● **Text provided**
=== Section Start ===

Elodie Briefer grew up in the countryside near Geneva — and horses have long been a part of her world.
"I was riding horses when I was young," she recalls. "I can't remember at which age I started, but maybe 6 or 7 years old. I did few competitions, but I was never a big fan of that. I would prefer to go for a walk with the horse and enjoy."
All this time with horses means that Briefer, now an animal behavioral scientist at the University of Copenhagen, has heard a lot of whinnying over the years. She never noticed anything out of the ordinary until a little more than a decade ago when she was working on a project that involved comparing how different animals, including horses, express themselves vocally.
"The first time I really listened to a horse whinny that I had recorded," she says, "I was confused because I thought there were two horses — as if there [were] two voices at the same time."
Briefer created a visual representation of the sound file, called a spectrogram, to inspect the whinny more closely. And that's when she saw two frequencies occurring at the same time: one high and one low.
In a paper appearing in the journal Current Biology, Briefer and her colleagues present a set of experiments that reveal how horses manage to create these two tones simultaneously. It's a complex feat that seems to be made possible by the anatomy of their vocal tract.
A puzzle worth solving
Briefer was perplexed by what she observed in the whinny for a couple of reasons.
First, larger animals tend to produce lower vocalizations, and the high-pitched part of the horse whinny seemed too high for such a big creature.
Second, a fair number of birds can produce two simultaneous frequencies like this. But among mammals, "it's quite uncommon, at least when it appears all the time in one type of sound," says Briefer.
So she decided to investigate how horses do it. Briefer first went to a Swiss stud farm (where her sister, who's a co-author on the study, works). She threaded a small camera down the noses of 10 breeding stallions until it was just above the larynx. It's the same procedure that's routinely conducted on these animals as part of their physical checkups, so they were accustomed to it.
Briefer then played the stallions the sound of a female whinnying, or in certain instances, she paraded a mare in front of them. "And then they started whinnying, so we could actually see what's going on," she says.
She noticed how the vocal folds of the larynx vibrated (just like when we speak) to produce the low-frequency part of the whinny.
In addition, just above the larynx, horses have strong cartilage. The video revealed the cartilage constricting, creating a small opening that likely produced a whistle — the high-frequency part of the whinny.
Briefer had her first evidence that two different parts of the horse's vocal anatomy were likely operating in tandem to produce the whinny's two distinct frequencies.
A rich and unique blend
Next, Briefer's colleagues connected with a butcher in France, a country where people eat horses. "I know it's not the same in every country," she says, "but there it's quite common."
The butcher provided the team with half a dozen horse larynges. "And then you blow air through it to reproduce the sounds," says Briefer.
They successfully generated both the low and high tones in the excised larynges, confirming the results on the stud farm. Then, when they blew helium through them, the low pitch was unaffected, but the high pitch shifted higher.
That's what Briefer and her colleagues were expecting, since helium doesn't affect the pitch of vocal fold vibrations, only that of whistles.

=== Section End ===

[Stored dataset items]
=== Section Start ===

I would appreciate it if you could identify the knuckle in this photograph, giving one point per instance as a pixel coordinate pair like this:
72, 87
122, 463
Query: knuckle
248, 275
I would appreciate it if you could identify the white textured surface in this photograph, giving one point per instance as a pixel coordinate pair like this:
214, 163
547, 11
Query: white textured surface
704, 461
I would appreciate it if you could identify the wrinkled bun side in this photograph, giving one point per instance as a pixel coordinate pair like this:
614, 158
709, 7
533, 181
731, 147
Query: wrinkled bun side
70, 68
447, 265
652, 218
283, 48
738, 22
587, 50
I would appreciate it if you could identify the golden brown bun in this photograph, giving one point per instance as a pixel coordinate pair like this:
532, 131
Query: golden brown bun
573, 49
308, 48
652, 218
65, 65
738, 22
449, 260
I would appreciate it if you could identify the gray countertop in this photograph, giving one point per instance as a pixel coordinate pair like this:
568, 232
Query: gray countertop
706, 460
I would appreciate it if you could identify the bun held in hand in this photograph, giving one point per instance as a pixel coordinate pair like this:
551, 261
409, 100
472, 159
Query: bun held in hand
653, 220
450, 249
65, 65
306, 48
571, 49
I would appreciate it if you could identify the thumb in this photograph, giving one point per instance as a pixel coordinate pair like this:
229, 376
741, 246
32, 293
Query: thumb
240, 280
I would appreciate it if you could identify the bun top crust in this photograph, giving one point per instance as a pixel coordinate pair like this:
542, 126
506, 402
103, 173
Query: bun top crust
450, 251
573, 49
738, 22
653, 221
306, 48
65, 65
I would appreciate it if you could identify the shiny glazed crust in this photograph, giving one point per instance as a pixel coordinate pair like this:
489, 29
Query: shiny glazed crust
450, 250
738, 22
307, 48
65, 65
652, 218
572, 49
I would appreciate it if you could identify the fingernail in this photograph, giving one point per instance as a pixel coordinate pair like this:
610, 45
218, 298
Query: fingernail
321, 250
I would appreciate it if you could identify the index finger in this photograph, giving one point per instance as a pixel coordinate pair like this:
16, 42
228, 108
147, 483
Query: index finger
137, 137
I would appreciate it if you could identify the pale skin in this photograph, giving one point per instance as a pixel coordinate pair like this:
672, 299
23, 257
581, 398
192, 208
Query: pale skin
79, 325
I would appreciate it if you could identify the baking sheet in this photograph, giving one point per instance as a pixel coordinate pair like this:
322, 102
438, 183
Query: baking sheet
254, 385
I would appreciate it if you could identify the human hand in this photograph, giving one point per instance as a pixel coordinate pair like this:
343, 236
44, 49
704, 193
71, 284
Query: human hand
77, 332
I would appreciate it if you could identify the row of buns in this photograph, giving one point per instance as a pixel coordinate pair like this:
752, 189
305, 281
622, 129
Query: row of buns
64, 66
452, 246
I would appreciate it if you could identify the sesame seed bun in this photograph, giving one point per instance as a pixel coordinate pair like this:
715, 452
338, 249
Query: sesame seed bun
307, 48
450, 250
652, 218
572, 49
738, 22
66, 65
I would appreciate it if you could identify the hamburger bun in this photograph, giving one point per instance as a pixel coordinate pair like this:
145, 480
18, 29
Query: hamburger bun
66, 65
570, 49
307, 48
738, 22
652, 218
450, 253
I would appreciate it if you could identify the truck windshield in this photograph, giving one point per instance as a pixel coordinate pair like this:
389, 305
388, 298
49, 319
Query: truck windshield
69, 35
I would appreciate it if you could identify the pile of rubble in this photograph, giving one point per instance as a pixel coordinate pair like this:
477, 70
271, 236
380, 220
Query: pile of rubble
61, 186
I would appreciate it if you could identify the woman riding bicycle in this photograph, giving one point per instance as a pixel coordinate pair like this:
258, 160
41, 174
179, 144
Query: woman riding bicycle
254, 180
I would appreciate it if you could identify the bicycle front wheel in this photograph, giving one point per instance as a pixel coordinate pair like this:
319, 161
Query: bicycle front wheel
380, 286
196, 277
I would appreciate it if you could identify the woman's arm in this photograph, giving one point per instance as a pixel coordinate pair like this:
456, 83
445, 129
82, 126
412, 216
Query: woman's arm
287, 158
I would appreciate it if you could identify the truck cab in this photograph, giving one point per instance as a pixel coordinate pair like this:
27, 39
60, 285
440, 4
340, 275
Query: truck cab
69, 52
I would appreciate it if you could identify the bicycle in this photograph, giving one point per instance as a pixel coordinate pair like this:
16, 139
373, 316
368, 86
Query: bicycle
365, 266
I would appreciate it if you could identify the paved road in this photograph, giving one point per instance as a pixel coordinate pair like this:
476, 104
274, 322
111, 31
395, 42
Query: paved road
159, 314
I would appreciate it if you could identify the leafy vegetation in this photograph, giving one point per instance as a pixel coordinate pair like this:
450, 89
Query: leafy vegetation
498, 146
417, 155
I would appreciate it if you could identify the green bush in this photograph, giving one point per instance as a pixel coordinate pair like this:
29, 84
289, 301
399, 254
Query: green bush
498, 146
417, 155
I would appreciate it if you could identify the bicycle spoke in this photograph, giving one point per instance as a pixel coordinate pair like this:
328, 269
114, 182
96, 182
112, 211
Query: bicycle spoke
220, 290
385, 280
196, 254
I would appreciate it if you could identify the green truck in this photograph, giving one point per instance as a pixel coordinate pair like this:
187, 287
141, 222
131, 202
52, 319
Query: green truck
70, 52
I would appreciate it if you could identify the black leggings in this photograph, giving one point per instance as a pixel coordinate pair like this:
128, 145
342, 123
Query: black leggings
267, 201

=== Section End ===
=== Section Start ===

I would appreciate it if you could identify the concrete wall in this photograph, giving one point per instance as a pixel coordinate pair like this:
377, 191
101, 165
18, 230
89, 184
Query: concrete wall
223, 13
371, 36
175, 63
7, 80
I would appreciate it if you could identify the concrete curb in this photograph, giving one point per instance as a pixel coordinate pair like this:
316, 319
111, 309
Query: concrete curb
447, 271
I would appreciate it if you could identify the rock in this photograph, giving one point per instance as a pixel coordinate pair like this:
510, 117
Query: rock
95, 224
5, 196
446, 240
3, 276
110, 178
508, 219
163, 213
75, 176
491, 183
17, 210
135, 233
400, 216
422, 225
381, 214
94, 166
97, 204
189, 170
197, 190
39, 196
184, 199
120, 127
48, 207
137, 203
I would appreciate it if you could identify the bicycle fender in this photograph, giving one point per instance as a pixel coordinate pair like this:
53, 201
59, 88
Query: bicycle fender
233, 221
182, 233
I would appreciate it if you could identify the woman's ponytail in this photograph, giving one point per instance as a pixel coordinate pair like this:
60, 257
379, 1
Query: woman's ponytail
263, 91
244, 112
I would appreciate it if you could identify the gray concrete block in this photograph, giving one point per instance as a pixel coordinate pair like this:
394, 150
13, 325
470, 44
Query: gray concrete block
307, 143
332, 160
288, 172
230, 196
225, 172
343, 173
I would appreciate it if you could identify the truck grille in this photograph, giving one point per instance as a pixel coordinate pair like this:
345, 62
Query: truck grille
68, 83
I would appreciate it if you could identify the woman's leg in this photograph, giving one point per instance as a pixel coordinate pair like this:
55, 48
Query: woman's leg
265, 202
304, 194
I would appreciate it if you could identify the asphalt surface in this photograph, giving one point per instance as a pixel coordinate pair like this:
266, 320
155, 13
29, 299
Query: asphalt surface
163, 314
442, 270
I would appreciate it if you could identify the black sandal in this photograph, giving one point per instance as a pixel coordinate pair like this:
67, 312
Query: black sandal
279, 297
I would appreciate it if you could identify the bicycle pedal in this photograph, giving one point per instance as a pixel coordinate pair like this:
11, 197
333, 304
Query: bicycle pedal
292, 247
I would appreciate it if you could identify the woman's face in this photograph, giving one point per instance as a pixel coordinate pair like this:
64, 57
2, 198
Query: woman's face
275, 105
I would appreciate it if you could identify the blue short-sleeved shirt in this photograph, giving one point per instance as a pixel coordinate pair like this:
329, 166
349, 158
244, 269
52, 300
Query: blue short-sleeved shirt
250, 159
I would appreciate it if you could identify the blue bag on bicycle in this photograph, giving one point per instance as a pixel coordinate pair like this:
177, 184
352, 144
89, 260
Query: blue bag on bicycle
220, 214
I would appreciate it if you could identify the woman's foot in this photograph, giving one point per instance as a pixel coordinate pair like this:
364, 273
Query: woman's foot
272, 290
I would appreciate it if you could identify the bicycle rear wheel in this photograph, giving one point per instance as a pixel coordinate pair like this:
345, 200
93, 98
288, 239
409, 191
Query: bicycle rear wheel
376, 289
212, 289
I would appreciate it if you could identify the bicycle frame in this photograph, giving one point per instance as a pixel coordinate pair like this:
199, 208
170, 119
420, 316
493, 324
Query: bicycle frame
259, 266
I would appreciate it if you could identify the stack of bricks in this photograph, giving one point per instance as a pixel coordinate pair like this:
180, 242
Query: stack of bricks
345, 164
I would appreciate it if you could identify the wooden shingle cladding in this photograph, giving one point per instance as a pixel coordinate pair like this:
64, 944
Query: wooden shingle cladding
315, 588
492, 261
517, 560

=== Section End ===
=== Section Start ===

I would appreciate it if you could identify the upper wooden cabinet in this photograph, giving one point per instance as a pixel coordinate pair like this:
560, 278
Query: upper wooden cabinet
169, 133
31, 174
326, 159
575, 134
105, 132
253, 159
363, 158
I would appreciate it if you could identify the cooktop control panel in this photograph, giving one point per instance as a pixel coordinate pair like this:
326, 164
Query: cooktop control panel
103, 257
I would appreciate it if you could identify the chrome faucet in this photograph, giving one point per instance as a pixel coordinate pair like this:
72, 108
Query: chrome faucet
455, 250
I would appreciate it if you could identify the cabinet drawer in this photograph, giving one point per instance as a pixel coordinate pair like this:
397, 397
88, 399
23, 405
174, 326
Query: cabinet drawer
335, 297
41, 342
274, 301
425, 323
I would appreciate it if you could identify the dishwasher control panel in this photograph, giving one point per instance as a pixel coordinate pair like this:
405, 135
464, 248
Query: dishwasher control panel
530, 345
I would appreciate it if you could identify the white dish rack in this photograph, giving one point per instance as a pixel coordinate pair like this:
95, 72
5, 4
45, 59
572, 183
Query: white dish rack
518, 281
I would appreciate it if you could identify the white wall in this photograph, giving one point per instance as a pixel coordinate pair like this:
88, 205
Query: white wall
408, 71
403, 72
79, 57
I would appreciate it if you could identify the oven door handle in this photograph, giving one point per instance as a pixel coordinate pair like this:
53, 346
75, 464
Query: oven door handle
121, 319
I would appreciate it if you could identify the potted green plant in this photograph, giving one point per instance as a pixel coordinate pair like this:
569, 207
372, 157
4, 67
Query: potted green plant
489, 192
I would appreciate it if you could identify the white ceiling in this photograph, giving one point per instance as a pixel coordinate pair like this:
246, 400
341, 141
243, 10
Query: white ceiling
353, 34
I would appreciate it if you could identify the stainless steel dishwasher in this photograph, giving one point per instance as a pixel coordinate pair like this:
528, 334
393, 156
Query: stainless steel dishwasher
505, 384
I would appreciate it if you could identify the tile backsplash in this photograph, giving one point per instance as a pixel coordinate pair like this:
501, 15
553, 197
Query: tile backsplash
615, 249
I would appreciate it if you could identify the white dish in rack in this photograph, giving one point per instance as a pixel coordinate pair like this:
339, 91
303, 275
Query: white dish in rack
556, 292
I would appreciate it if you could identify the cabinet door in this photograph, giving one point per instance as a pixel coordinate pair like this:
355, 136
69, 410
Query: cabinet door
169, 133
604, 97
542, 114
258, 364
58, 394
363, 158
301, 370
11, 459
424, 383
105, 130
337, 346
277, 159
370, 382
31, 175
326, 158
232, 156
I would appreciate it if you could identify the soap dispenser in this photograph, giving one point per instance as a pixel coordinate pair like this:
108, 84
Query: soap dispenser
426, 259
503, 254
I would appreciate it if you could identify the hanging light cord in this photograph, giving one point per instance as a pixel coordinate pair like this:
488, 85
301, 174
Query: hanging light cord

=== Section End ===

● **What you should do**
Reproduce everything in the horse whinny article from "Briefer created a" down to "couple of reasons.", but swap "spectrogram" for "sonogram". These dataset items come from a separate source, unrelated to the horse whinny article.

● **Result below**
Briefer created a visual representation of the sound file, called a sonogram, to inspect the whinny more closely. And that's when she saw two frequencies occurring at the same time: one high and one low.
In a paper appearing in the journal Current Biology, Briefer and her colleagues present a set of experiments that reveal how horses manage to create these two tones simultaneously. It's a complex feat that seems to be made possible by the anatomy of their vocal tract.
A puzzle worth solving
Briefer was perplexed by what she observed in the whinny for a couple of reasons.